Pointing and labeling entries
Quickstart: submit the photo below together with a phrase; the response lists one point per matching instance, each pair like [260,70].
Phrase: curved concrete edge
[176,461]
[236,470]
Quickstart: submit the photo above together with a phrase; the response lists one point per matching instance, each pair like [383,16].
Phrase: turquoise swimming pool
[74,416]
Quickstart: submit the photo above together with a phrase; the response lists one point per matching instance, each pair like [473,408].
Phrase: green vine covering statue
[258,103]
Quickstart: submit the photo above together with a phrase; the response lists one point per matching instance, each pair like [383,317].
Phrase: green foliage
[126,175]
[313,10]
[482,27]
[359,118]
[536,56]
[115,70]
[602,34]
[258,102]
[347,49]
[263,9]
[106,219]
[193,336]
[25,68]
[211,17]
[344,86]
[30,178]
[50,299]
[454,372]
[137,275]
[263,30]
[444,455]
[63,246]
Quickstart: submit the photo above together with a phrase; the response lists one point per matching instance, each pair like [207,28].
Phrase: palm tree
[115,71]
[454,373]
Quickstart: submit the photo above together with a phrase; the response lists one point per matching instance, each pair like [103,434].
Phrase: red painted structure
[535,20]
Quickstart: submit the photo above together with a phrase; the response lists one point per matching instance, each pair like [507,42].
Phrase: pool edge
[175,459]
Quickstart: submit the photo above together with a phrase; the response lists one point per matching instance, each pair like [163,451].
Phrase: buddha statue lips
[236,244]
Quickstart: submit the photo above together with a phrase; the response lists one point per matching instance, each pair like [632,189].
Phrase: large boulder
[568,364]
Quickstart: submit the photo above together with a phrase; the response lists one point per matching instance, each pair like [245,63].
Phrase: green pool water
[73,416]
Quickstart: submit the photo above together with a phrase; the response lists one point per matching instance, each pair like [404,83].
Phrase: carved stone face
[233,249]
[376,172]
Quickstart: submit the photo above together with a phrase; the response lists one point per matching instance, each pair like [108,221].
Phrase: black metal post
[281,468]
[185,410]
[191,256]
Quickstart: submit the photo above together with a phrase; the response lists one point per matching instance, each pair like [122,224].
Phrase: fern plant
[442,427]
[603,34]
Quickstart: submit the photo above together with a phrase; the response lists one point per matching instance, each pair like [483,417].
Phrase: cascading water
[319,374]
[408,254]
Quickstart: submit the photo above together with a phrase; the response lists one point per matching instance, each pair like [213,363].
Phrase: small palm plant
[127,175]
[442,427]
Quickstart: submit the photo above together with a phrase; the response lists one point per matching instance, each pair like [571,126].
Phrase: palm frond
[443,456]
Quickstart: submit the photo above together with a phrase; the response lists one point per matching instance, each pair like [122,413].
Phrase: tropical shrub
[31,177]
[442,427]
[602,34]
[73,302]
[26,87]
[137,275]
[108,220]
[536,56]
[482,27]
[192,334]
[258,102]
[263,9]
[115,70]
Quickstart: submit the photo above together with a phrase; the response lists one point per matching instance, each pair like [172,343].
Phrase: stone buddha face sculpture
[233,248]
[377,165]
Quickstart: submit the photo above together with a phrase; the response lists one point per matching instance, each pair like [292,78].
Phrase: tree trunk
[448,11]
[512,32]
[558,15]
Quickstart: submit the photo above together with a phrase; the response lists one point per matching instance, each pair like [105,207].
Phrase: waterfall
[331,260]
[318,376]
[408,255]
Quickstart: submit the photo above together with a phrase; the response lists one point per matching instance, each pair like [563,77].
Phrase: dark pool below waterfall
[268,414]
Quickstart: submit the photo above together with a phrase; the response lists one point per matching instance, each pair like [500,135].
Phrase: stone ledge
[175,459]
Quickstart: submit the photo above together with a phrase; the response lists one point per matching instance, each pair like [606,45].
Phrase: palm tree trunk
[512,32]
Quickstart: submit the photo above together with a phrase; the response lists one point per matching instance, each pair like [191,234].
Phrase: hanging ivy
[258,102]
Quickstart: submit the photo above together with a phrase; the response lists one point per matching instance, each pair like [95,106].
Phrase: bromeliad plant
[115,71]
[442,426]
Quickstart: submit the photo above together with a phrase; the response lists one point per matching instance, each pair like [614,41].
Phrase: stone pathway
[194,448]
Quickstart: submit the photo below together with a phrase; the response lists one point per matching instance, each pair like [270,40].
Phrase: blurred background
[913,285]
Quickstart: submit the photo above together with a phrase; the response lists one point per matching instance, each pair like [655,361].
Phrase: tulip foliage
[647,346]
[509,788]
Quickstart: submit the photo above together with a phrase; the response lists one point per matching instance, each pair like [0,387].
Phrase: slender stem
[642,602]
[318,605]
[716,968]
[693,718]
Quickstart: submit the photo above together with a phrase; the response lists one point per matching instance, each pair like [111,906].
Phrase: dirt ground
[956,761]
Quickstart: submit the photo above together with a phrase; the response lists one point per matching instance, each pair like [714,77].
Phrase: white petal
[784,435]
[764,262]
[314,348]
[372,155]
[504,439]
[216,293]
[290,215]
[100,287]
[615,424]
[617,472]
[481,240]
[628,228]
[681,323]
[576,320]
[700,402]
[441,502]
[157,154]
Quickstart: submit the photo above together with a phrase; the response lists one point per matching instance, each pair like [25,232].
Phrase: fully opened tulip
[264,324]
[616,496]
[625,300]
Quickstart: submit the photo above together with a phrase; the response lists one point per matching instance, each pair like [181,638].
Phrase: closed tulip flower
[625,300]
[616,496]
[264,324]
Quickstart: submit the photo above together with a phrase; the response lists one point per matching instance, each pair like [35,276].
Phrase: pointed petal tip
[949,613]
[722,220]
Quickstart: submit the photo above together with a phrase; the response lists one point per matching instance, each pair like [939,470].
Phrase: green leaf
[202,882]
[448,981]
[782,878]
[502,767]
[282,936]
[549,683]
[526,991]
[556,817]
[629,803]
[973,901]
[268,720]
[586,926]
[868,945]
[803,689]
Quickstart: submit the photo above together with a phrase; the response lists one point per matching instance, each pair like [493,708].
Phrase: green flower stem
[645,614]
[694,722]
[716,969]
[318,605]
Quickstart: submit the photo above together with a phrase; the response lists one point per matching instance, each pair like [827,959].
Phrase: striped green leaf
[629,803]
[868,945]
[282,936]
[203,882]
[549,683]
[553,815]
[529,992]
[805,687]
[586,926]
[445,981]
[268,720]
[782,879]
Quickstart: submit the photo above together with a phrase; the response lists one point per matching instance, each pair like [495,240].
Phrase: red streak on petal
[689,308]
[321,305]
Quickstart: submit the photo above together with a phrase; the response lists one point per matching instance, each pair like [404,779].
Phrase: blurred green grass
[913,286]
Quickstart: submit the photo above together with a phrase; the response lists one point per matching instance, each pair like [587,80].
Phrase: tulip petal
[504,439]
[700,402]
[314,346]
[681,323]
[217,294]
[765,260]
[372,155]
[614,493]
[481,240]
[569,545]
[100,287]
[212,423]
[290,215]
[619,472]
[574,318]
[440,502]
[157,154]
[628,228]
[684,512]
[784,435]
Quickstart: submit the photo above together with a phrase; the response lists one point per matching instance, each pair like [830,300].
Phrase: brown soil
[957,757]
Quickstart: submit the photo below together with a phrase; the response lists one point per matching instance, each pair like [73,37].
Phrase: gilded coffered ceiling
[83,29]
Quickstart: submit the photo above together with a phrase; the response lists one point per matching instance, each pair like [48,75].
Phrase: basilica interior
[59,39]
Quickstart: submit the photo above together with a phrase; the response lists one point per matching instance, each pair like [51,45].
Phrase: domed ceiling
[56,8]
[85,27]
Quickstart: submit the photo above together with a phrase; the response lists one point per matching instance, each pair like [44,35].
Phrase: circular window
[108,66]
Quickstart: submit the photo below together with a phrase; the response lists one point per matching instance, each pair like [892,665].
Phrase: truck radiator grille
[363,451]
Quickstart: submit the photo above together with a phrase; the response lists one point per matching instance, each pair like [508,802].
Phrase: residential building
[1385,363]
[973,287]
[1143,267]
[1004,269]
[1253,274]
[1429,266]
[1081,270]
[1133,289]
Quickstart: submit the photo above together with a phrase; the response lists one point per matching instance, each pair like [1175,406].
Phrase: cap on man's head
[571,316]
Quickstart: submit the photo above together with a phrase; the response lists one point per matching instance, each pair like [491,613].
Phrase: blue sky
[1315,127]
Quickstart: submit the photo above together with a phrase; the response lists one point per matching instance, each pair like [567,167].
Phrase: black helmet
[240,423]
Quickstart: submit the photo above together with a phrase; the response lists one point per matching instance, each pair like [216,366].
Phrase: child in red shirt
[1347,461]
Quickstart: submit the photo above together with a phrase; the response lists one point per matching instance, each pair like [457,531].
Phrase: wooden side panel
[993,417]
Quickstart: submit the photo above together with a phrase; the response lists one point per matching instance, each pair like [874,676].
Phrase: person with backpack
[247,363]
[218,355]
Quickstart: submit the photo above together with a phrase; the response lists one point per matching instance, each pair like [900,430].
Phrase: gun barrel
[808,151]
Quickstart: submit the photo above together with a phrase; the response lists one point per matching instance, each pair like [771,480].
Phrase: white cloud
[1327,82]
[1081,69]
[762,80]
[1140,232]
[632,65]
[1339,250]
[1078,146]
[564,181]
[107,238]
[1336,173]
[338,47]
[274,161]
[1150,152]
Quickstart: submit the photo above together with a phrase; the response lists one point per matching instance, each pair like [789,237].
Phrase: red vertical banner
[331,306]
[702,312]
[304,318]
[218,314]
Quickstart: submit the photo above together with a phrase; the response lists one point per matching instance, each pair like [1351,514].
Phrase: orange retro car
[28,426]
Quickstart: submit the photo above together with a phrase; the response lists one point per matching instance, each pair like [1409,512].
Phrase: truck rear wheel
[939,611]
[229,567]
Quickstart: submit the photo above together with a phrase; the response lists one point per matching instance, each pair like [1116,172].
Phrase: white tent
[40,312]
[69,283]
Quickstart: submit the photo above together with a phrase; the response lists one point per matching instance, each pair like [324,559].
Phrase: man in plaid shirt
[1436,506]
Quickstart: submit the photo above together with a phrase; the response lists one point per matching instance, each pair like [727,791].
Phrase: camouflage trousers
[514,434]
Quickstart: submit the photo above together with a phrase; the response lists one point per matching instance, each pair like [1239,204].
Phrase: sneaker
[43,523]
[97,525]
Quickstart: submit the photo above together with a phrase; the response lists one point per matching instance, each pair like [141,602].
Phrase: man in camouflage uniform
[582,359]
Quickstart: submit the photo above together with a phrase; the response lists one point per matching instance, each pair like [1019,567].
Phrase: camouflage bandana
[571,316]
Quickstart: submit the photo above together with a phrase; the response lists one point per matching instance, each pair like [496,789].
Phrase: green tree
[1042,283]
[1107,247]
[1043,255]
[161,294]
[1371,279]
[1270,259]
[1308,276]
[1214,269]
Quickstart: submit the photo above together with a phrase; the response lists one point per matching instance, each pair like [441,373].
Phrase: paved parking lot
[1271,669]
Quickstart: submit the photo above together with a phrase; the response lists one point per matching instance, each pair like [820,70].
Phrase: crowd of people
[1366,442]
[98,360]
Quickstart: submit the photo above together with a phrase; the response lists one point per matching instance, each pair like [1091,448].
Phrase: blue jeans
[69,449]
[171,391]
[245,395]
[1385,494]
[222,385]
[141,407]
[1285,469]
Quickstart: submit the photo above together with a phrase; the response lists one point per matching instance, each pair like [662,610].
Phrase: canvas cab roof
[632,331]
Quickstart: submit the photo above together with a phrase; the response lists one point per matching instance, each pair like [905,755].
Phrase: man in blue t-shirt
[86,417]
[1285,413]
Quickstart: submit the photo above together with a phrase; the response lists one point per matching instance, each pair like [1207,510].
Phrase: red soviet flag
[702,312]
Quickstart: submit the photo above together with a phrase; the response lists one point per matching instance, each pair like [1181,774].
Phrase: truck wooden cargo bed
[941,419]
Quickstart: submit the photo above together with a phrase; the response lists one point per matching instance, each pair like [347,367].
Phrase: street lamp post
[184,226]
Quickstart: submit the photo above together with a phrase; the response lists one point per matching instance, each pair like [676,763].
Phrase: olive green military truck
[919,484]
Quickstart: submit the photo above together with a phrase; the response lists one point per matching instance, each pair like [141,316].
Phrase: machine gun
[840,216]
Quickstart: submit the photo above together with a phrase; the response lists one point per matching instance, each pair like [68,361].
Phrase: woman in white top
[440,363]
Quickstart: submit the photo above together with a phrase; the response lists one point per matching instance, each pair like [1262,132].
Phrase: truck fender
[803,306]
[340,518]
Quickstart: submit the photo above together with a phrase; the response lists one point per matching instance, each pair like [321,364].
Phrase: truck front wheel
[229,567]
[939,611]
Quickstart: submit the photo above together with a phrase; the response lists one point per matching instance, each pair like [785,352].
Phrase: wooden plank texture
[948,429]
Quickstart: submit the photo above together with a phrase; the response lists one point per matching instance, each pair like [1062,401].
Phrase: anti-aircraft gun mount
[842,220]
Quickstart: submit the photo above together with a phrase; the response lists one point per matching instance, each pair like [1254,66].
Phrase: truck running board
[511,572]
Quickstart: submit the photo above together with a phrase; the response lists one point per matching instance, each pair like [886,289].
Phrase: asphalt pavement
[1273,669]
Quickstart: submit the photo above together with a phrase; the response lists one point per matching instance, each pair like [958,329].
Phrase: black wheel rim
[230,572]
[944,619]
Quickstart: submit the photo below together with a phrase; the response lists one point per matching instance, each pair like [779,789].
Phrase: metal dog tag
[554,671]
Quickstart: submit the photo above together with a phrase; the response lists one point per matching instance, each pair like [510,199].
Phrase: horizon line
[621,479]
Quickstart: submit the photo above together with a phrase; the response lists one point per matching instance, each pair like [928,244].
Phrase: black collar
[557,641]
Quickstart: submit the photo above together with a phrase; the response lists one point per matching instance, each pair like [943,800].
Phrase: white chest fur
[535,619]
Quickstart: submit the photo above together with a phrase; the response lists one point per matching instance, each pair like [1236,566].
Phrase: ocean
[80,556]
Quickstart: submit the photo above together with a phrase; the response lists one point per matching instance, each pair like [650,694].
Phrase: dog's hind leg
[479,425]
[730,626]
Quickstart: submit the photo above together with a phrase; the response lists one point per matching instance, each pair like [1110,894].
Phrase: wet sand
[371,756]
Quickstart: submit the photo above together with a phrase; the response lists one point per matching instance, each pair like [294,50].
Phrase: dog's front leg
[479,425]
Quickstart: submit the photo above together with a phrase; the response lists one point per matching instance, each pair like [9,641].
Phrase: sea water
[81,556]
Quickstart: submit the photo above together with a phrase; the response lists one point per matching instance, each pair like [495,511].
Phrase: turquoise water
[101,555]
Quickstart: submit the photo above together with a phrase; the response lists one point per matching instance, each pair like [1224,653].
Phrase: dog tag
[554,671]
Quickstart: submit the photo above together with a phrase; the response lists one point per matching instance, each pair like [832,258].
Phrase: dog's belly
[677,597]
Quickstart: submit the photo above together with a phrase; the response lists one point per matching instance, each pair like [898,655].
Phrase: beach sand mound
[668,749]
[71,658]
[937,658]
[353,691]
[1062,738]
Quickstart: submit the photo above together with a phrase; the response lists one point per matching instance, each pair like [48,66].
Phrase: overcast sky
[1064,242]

* [What you have to do]: Emit verbatim the lines running from the one with "pair like [943,800]." through the last line of the data, both endpoints inclusive.

* [Answer to the exercise]:
Quickstart: submit the photo above together with a phrase; the response lists one point per matching instance, each pair like [943,800].
Phrase: white chest fur
[535,619]
Quickstart: submit the photo above together with a phrase; the response lists one point per matching instance, each pair like [1236,566].
Phrase: ocean
[80,556]
Quickstart: submit the photo above together with a phrase; the response lists one point per matching instance, each pair like [650,694].
Phrase: dog's hind leg
[479,425]
[730,626]
Quickstart: submit the photo above together with a phrase; the response lists one point per matching instance, each pair like [1110,894].
Phrase: wet sand
[371,756]
Quickstart: submit the photo above together with a phrase; the response lists one point per matching instance, each pair like [294,50].
Phrase: dog's front leg
[479,425]
Quickstart: submit the photo above together with a phrase; the response lists one point per matching instance, each pair like [9,641].
Phrase: sea water
[81,556]
Quickstart: submit the photo above together with a phrase; the response lists one point per matching instance, each pair like [495,511].
Phrase: turquoise water
[101,555]
Quickstart: submit the photo above together with a phrase; the response lists one point per matching instance, each pair like [1224,653].
Phrase: dog tag
[554,671]
Quickstart: submit the photo above together with a phrase; the response lists one point per matching instance, each pair like [832,258].
Phrase: dog's belly
[677,597]
Quickstart: submit the photo above together with a phrase; the response lists one point per matching instance, each pair like [898,655].
Phrase: beach sand mound
[668,749]
[71,658]
[937,658]
[353,691]
[1062,738]
Quickstart: submit the photo above together with a phrase; the response lists one point per matching instance, each pair like [48,66].
Phrase: overcast sky
[1064,242]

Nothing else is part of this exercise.